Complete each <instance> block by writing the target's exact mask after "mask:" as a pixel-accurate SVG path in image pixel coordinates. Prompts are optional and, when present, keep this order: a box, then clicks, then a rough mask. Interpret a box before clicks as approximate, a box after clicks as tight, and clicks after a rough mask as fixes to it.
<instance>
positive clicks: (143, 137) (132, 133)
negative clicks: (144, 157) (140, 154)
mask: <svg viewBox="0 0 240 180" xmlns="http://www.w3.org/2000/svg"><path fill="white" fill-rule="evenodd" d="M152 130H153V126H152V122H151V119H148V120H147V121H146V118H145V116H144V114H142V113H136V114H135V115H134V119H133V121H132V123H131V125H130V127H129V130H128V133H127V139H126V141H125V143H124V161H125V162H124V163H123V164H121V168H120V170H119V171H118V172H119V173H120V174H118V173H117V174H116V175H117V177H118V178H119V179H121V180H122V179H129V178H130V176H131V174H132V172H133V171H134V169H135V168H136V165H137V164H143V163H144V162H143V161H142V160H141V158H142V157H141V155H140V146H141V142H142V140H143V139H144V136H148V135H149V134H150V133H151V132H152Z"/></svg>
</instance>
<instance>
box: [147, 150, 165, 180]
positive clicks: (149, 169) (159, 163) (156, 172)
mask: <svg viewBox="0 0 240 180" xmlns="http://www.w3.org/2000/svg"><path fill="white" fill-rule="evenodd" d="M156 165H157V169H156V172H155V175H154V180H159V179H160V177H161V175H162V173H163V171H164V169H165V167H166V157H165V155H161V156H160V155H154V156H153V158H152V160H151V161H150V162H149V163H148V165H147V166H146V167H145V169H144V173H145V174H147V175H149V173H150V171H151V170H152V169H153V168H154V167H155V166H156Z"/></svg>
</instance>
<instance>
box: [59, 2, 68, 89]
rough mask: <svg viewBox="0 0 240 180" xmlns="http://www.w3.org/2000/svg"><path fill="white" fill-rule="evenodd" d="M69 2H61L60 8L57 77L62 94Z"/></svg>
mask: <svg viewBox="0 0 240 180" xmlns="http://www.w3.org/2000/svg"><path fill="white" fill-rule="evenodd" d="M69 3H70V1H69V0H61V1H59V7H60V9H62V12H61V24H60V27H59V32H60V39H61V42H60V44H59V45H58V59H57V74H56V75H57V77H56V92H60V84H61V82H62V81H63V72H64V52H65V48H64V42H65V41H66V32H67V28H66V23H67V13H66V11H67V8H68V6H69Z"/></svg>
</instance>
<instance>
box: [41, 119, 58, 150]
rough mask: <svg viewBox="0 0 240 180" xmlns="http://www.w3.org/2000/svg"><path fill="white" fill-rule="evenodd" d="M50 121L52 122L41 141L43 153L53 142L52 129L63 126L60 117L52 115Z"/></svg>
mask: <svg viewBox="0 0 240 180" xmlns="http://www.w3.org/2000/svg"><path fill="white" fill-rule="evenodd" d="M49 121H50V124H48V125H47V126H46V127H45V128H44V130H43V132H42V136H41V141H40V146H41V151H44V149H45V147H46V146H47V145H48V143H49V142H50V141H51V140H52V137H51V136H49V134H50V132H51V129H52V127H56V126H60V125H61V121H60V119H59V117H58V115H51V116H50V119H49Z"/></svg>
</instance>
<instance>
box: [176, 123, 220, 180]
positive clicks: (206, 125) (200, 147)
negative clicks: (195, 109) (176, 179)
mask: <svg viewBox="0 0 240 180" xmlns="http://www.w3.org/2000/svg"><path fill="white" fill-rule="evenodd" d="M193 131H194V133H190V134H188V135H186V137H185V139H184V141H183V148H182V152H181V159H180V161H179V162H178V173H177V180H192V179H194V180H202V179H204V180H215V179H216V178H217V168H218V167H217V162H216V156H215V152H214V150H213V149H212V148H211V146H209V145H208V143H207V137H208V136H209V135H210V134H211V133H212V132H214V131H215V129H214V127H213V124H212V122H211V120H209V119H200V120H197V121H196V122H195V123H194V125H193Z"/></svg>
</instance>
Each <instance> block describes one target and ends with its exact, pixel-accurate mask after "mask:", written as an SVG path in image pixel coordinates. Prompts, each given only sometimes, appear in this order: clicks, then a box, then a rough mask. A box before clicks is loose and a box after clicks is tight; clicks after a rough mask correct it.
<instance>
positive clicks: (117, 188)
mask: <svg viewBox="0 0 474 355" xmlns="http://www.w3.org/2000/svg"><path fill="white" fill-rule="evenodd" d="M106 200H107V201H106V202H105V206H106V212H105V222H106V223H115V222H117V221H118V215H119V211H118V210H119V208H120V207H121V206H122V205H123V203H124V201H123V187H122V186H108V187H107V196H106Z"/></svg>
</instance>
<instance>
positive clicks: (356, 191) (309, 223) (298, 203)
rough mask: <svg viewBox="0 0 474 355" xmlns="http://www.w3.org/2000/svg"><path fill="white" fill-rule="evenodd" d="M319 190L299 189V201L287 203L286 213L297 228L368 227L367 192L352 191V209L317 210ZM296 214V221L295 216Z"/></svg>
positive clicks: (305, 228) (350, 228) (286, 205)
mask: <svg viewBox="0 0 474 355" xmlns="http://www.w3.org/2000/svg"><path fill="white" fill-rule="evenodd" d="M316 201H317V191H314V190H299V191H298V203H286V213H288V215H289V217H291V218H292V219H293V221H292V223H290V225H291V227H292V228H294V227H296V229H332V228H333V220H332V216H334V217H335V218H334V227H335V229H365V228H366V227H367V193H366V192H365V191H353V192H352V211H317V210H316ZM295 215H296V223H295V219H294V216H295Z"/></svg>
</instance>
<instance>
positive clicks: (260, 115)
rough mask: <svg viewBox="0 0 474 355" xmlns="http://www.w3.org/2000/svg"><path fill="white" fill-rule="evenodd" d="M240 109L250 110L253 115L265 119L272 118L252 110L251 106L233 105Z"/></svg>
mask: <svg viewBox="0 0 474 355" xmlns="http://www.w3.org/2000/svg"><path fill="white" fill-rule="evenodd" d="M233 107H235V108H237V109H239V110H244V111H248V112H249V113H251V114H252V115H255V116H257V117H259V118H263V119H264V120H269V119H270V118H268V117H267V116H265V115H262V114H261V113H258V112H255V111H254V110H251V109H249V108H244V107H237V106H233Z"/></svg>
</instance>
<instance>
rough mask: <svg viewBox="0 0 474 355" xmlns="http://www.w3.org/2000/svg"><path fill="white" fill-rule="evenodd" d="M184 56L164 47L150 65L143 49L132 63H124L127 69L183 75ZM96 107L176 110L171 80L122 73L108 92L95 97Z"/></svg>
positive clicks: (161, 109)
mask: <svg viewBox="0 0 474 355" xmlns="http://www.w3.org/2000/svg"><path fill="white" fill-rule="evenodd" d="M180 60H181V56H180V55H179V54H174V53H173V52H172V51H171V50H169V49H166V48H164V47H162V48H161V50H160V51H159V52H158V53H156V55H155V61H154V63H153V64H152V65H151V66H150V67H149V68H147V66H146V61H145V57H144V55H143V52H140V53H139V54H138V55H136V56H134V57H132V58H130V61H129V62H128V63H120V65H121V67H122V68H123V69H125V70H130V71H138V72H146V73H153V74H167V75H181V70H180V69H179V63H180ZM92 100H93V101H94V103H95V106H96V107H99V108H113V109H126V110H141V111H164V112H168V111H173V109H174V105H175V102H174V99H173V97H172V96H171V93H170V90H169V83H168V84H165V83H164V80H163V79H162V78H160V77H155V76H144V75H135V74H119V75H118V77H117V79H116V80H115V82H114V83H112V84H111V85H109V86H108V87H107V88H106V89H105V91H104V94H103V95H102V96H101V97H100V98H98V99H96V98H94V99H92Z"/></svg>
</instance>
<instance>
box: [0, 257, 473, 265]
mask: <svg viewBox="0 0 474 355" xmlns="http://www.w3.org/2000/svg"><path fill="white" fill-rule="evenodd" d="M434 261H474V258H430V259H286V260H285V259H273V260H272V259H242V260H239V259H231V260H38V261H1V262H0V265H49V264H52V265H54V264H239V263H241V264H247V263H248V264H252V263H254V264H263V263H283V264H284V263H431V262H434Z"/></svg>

▶ _Problem requirements_: Within the entries, find all lines holding "image" and copy each one.

▶ _Exercise answer_:
Complete each <instance> block by writing the target's exact mask after "mask:" as a pixel-accurate SVG path in image pixel coordinates. Prompts are optional and, when present, keep this order: a box, then clicks, then a rough mask. Interpret a box before clicks as approximate, a box after clicks as tight, and clicks after a rough mask as fixes to it.
Each <instance> block describes one target and ends with its exact, pixel-accurate mask after "mask:", written as an SVG path in image pixel coordinates. Prompts, each given only sometimes, appear in this order: clicks, then a box, then a rough mask. A box before clicks is loose and a box after clicks is tight; clicks after a rough mask correct it.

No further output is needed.